O Brasil de volta ao centro da geopolítica mundial
A Crise Orgânica do Capital conduzida ao ápice pelas novas tecnologias transfigurou-se de crise de acumulação de riqueza e poder, em crise ambiental e de transição do modo de produção. A ciência aplicada de forma generalizada na tentativa de manter a acumulação, chegando ao domínio da vida global, rompeu os limites físico-temporais necessários à produção da mercadoria, transformando-se de força produtiva protagonista e principal ferramenta de contra-tendência, em força destrutiva, constituindo-se o cenário de crise ambiental que conduz os recursos naturais à condição estratégica do novo desenho geopolítico.
A estrutura geológica e a biodiversidade concentrada nos países do BRICS faz com que a conjuntura caminhe em direção ao bloco uma vez que este possui 46% da população mundial, 30% do território, 42% do petróleo e mais de 50% do número de espécies da biodiversidade entre os 193 países do mundo. Esses fatores se unem, por um lado, ao seu poder militar, em especial, o da Rússia, herdeira do complexo industrial militar da URSS, cuja força que era apenas uma conjectura foi demonstrada através da capacidade de sustentar o esforço de guerra contra o ocidente representado pela OTAN na Ucrânia - e, por outro, ao seu poder econômico, em especial, o da China, que com a iniciativa da cooperação econômica Faixa e Rota da Seda, consolida a transição desta à primeira posição na economia mundial, o que já se efetivou em termos de poder de compra e de investimentos. Além disso, a condição de média composição orgânica da maioria dos seus países permite o desenvolvimento da ciência sobre o paradigma da sustentabilidade, cooperação, governança compartilhada, hegemonia multilateral e mediadora da coexistência pacífica - diferente de sua aplicação máxima nos países altamente industrializados do capitalismo, nos quais a ruptura com os limites físico-temporiais da produção de valor foi elevada ao paroxismo.
===============
[Objetivo da tarefa] Por favor, dê sequência ao texto sobre o Brasil e a geopolítica mundial a partir da última frase apresentada.

[Trecho dos dados]
===============
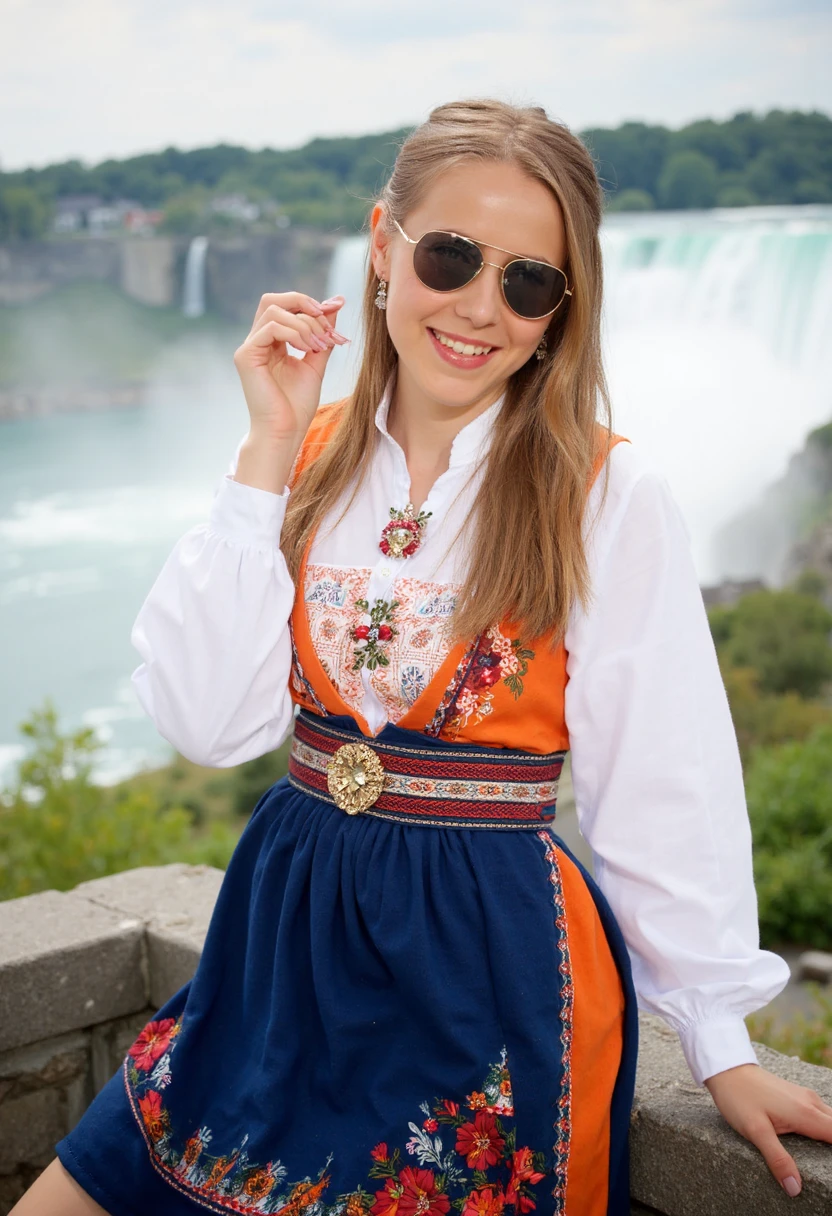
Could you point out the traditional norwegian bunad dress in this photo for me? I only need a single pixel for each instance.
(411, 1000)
===============
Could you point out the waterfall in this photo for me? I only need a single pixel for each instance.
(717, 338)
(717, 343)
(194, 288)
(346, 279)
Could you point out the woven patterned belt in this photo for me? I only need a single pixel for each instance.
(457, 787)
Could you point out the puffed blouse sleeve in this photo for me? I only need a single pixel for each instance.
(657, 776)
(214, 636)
===============
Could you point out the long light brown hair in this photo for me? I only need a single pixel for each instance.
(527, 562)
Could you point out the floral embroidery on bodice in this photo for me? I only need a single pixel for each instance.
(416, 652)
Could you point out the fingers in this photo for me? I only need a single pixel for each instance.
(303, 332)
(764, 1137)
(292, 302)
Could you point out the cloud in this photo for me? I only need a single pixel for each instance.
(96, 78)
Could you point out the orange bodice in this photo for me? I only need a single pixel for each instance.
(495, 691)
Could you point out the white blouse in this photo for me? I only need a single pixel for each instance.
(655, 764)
===============
[Resultado do exercício]
O Brasil, apesar da sua ausência no protagonismo dos BRICS durante sete anos de golpe parlamentar contra o governo de Dilma Rousseff – da direita (Michel Temer 2016-2018) e ultra direita (Jair Bolsonaro 2018-2022) –, devido sua relevante participação na formação do Bloco e suas características naturais (estruturas geológicas e a maior reserva de biodiversidade do planeta), tem reais possibilidades de recuperar sua participação singular no protagonismo deste, apoiado em sua liderança e prestígio conquistados no período anterior à sua ausência. A eleição de Luís Inácio Lula da Silva tem recuperado os objetivos programáticos dos investimentos em ciência e tecnologia, seguridade social, sustentabilidade e cooperação multilateral - principalmente centrada no Mercosul e nos BRICS -, e assim, o país volta a ganhar centralidade na geopolítica internacional.
Contudo, para aproveitar o espaço que se abre na conjuntura internacional, o país necessita mais do que a retomada de alguns projetos de governo, mas superar as dificuldades e limitações herdadas de sua formação social como Colônia de Acumulação Primitiva de Capital, caracterizada pelo extrativismo, o trabalho servil e escravocrata que sedimenta o animal spirit das oligarquias e parte da cultura popular, que nos ciclos de crise de acumulação transborda para toda a sociedade. Esse processo requer a execução de um Programa de Emergência que segmente um modelo de desenvolvimento econômico, social soberano e inclusivo para superar o desafio interno de emergência do fascismo e neofascismo, alinhados também aos interesses de manutenção do país e da América Latina como reserva de poder estratégico dos EUA.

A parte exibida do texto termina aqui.